- [TEXTE EXTRAIT]:
++++++++++++++++++++

Au regard du contexte actuel d’augmentation des dépenses de santé qui alimentent des inquiétudes quant à la pérennité de notre système de santé et de la prise en charge publique des dépenses de soins, les chiffres relatifs au surpoids et à l’obésité1, ainsi que le constat de l’augmentation des maladies non-transmissibles2 doivent nous interpeler plus que jamais. France Assos Santé tient à rappeler qu’agir ambitieusement en prévention est une nécessité, notamment en prenant les mesures structurelles qui s’imposent concernant les produits néfastes pour la santé (produits trop gras, trop sucrés, trop salés, produits ultra transformés etc.). Parmi les mesures qui, selon l’Organisation Mondiale de la santé (OMS), sont les plus efficaces pour enrayer l’épidémie d’obésité et de maladies chroniques, figure la limitation de l’exposition des plus jeunes au marketing et à la publicité pour les produits défavorables à la santé. Le lien entre publicités promouvant des produits alimentaires défavorables à la santé, consommation excessive de ces produits par les consommateurs – et notamment les enfants –, et surpoids, obésité et maladies chroniques qui seraient évitables avec une alimentation saine et durable, est clairement établi aujourd’hui : réguler le marketing et la publicité est un levier majeur à actionner en matière de promotion de la santé et de prévention.

++++++++++++++++++++

- [OBJECTIF]: Pouvez-vous prolonger le texte ci-dessus sur la publicité alimentaire et la prévention de l'obésité, en reprenant juste après sa dernière phrase ?

++++++++++++++++++++

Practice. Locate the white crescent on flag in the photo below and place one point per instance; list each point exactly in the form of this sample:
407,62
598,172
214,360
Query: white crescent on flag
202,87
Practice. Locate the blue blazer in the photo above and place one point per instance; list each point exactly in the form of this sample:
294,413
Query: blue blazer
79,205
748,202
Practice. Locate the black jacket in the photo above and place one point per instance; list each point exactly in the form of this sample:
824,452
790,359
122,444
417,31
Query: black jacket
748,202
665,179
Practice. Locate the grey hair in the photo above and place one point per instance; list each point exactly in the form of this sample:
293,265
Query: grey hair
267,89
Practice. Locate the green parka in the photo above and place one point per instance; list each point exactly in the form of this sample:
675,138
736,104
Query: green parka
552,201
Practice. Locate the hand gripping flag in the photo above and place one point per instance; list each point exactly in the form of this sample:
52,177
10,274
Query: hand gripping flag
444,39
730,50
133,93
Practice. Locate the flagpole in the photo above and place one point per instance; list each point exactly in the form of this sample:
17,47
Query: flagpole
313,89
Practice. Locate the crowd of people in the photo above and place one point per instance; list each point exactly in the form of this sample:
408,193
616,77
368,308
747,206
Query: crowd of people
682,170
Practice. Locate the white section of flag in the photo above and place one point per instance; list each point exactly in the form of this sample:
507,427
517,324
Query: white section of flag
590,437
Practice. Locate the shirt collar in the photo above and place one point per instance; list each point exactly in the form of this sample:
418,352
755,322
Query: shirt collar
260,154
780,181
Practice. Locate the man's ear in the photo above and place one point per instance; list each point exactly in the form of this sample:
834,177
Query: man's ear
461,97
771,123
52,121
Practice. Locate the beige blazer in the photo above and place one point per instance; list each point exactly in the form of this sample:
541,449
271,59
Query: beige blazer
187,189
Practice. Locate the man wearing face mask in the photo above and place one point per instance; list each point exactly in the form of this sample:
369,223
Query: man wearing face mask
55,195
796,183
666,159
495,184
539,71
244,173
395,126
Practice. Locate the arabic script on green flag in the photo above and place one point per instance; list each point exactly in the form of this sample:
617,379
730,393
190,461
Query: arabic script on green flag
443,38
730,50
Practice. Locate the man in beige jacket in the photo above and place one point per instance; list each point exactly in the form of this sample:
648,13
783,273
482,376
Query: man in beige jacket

++++++++++++++++++++

- [ESPACE DE RÉPONSE]:
Cette mesure d’encadrement du marketing de la malbouffe qui cible les enfants est une demande de longue date de nos associations de personnes malades, de consommateurs et de familles, échaudées par les limites manifestes des démarches volontaires basées sur la responsabilisation des acteurs de l’agro-industrie et de la publicité (comme en témoignent les évaluations des chartes successives visant à promouvoir une alimentation et des comportements favorables à la santé dans les programmes audiovisuels et les publicités). Elle est à la hauteur de l’urgence en matière de santé publique sur laquelle nous alertons et elle est nécessaire pour parvenir à des environnements qui soient réellement favorables à la santé.

Et maintenant ?

Dans le contexte actuel de turbulences politiques, il est fort à craindre que la SNANC ne passe, à nouveau, au second plan ou qu’elle soit revue à la baisse et sorte dans une version rabotée.

Nous, associations de personnes malades, de consommateurs et de familles, aux côtés des associations de défense de l’environnement, appelons les pouvoirs publics à saisir au contraire la fuite de cette version quasi finalisée comme une opportunité pour remettre ce texte à l’agenda et en concertation avec tous les acteurs concernés !

Nous nous tenons prêts à nous mobiliser collectivement en faveur d’une alimentation qui soit à la fois bonne pour la santé et pour l’environnement, et accessible à toutes et tous.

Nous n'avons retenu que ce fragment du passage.